-- TASK INSTRUCTIONS --
Please reproduce the lines below word for word, beginning with the line that contains "If you could tag every instance of the white tablecloth" and running through the line that contains "point(269, 212)", both of those lines included.

——

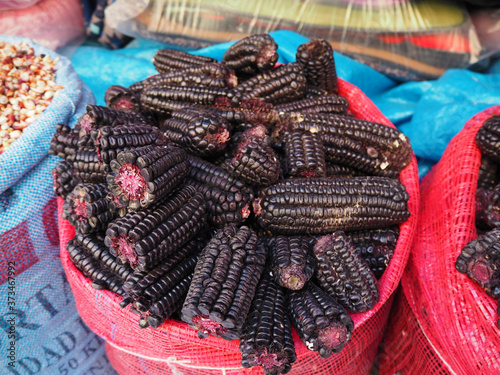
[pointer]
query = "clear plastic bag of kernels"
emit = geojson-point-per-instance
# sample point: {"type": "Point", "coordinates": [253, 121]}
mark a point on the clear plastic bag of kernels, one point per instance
{"type": "Point", "coordinates": [203, 211]}
{"type": "Point", "coordinates": [44, 333]}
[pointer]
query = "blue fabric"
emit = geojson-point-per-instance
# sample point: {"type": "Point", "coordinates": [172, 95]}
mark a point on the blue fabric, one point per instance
{"type": "Point", "coordinates": [430, 113]}
{"type": "Point", "coordinates": [49, 337]}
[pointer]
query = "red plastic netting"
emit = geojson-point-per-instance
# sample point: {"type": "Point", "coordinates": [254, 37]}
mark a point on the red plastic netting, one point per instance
{"type": "Point", "coordinates": [175, 348]}
{"type": "Point", "coordinates": [448, 319]}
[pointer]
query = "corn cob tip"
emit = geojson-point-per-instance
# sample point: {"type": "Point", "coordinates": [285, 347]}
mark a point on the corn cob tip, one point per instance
{"type": "Point", "coordinates": [257, 208]}
{"type": "Point", "coordinates": [332, 339]}
{"type": "Point", "coordinates": [130, 181]}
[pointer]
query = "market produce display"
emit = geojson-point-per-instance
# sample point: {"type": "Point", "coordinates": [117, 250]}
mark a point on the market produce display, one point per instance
{"type": "Point", "coordinates": [27, 86]}
{"type": "Point", "coordinates": [186, 190]}
{"type": "Point", "coordinates": [480, 258]}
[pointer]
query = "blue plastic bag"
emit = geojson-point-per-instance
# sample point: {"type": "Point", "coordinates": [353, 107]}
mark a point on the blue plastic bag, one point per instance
{"type": "Point", "coordinates": [41, 331]}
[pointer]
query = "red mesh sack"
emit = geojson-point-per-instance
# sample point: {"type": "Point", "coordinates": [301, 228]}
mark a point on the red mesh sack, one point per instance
{"type": "Point", "coordinates": [443, 322]}
{"type": "Point", "coordinates": [175, 348]}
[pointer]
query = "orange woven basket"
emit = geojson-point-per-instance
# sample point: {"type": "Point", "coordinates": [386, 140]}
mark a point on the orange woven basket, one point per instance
{"type": "Point", "coordinates": [443, 322]}
{"type": "Point", "coordinates": [174, 348]}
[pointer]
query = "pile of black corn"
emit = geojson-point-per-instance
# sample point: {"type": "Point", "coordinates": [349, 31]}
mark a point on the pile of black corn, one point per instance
{"type": "Point", "coordinates": [480, 258]}
{"type": "Point", "coordinates": [236, 196]}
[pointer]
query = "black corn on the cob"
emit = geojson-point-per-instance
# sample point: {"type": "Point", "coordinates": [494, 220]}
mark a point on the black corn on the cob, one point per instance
{"type": "Point", "coordinates": [224, 283]}
{"type": "Point", "coordinates": [208, 75]}
{"type": "Point", "coordinates": [170, 278]}
{"type": "Point", "coordinates": [316, 58]}
{"type": "Point", "coordinates": [95, 245]}
{"type": "Point", "coordinates": [370, 147]}
{"type": "Point", "coordinates": [313, 92]}
{"type": "Point", "coordinates": [489, 173]}
{"type": "Point", "coordinates": [343, 274]}
{"type": "Point", "coordinates": [492, 213]}
{"type": "Point", "coordinates": [267, 335]}
{"type": "Point", "coordinates": [144, 176]}
{"type": "Point", "coordinates": [481, 202]}
{"type": "Point", "coordinates": [480, 260]}
{"type": "Point", "coordinates": [488, 138]}
{"type": "Point", "coordinates": [101, 277]}
{"type": "Point", "coordinates": [121, 98]}
{"type": "Point", "coordinates": [146, 238]}
{"type": "Point", "coordinates": [64, 179]}
{"type": "Point", "coordinates": [110, 141]}
{"type": "Point", "coordinates": [167, 60]}
{"type": "Point", "coordinates": [164, 100]}
{"type": "Point", "coordinates": [254, 161]}
{"type": "Point", "coordinates": [87, 208]}
{"type": "Point", "coordinates": [140, 281]}
{"type": "Point", "coordinates": [254, 111]}
{"type": "Point", "coordinates": [334, 170]}
{"type": "Point", "coordinates": [227, 198]}
{"type": "Point", "coordinates": [170, 303]}
{"type": "Point", "coordinates": [291, 260]}
{"type": "Point", "coordinates": [98, 116]}
{"type": "Point", "coordinates": [322, 205]}
{"type": "Point", "coordinates": [252, 54]}
{"type": "Point", "coordinates": [87, 166]}
{"type": "Point", "coordinates": [200, 131]}
{"type": "Point", "coordinates": [319, 104]}
{"type": "Point", "coordinates": [305, 155]}
{"type": "Point", "coordinates": [376, 247]}
{"type": "Point", "coordinates": [322, 324]}
{"type": "Point", "coordinates": [281, 85]}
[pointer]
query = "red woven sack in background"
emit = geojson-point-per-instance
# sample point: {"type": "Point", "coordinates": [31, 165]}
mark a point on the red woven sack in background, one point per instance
{"type": "Point", "coordinates": [174, 348]}
{"type": "Point", "coordinates": [443, 322]}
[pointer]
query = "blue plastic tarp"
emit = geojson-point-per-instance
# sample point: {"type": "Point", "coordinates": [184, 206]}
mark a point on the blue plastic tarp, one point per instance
{"type": "Point", "coordinates": [430, 113]}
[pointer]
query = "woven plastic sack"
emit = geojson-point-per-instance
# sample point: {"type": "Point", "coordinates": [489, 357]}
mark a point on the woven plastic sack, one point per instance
{"type": "Point", "coordinates": [41, 330]}
{"type": "Point", "coordinates": [450, 319]}
{"type": "Point", "coordinates": [174, 348]}
{"type": "Point", "coordinates": [402, 38]}
{"type": "Point", "coordinates": [51, 23]}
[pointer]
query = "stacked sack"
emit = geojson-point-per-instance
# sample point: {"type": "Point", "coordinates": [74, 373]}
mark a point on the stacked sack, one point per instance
{"type": "Point", "coordinates": [43, 332]}
{"type": "Point", "coordinates": [445, 319]}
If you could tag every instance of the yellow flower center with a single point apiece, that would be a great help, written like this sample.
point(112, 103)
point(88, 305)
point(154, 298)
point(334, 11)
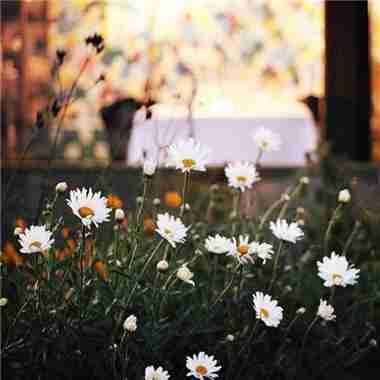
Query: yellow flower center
point(84, 212)
point(35, 244)
point(243, 249)
point(167, 231)
point(201, 370)
point(336, 277)
point(241, 178)
point(188, 163)
point(264, 313)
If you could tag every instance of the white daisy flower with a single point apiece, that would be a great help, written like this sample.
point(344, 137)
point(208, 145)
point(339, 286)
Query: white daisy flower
point(284, 231)
point(188, 155)
point(35, 239)
point(264, 251)
point(171, 229)
point(202, 366)
point(266, 140)
point(242, 249)
point(336, 271)
point(344, 196)
point(89, 207)
point(185, 275)
point(326, 311)
point(241, 175)
point(149, 167)
point(130, 324)
point(267, 309)
point(156, 374)
point(217, 244)
point(61, 187)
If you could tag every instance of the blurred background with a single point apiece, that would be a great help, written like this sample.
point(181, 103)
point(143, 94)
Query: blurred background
point(233, 65)
point(240, 64)
point(211, 69)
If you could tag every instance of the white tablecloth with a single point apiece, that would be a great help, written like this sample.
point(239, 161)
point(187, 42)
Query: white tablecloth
point(228, 139)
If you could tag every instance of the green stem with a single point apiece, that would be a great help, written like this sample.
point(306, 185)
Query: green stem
point(225, 290)
point(143, 272)
point(186, 181)
point(141, 208)
point(275, 265)
point(330, 227)
point(304, 341)
point(269, 212)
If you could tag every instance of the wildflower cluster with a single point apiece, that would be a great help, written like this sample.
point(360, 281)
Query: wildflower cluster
point(165, 284)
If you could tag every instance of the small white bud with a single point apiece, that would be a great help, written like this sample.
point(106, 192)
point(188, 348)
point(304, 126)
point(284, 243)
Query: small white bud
point(140, 116)
point(186, 275)
point(301, 310)
point(149, 167)
point(344, 196)
point(326, 311)
point(119, 215)
point(18, 231)
point(130, 324)
point(162, 265)
point(373, 342)
point(3, 301)
point(61, 187)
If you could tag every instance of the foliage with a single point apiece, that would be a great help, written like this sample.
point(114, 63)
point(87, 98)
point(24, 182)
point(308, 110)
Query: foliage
point(65, 320)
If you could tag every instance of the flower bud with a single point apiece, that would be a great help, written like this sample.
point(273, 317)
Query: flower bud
point(130, 324)
point(301, 310)
point(18, 231)
point(119, 215)
point(149, 167)
point(344, 196)
point(3, 301)
point(162, 265)
point(61, 187)
point(185, 274)
point(373, 343)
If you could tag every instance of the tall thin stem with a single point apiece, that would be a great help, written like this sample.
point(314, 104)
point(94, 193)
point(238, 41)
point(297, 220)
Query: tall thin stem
point(225, 290)
point(82, 252)
point(330, 226)
point(143, 272)
point(304, 341)
point(186, 180)
point(141, 208)
point(275, 265)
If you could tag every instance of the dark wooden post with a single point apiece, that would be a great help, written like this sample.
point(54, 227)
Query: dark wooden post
point(347, 75)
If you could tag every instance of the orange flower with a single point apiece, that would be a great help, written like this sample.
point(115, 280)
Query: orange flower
point(21, 223)
point(149, 226)
point(114, 201)
point(71, 244)
point(10, 255)
point(62, 254)
point(173, 199)
point(66, 232)
point(100, 267)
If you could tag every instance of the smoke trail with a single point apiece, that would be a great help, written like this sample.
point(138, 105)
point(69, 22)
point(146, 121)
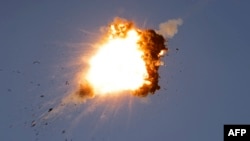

——

-- FINAL RESULT --
If you could tag every instance of the white tablecloth with a single point apiece, that would be a great help, written like this sample.
point(239, 161)
point(187, 42)
Query: white tablecloth
point(228, 139)
If you could tag every instance of the green stem with a single point apiece, that would be a great help, written like this sample.
point(306, 185)
Query: green stem
point(225, 290)
point(143, 272)
point(186, 181)
point(141, 208)
point(275, 265)
point(330, 227)
point(304, 341)
point(269, 212)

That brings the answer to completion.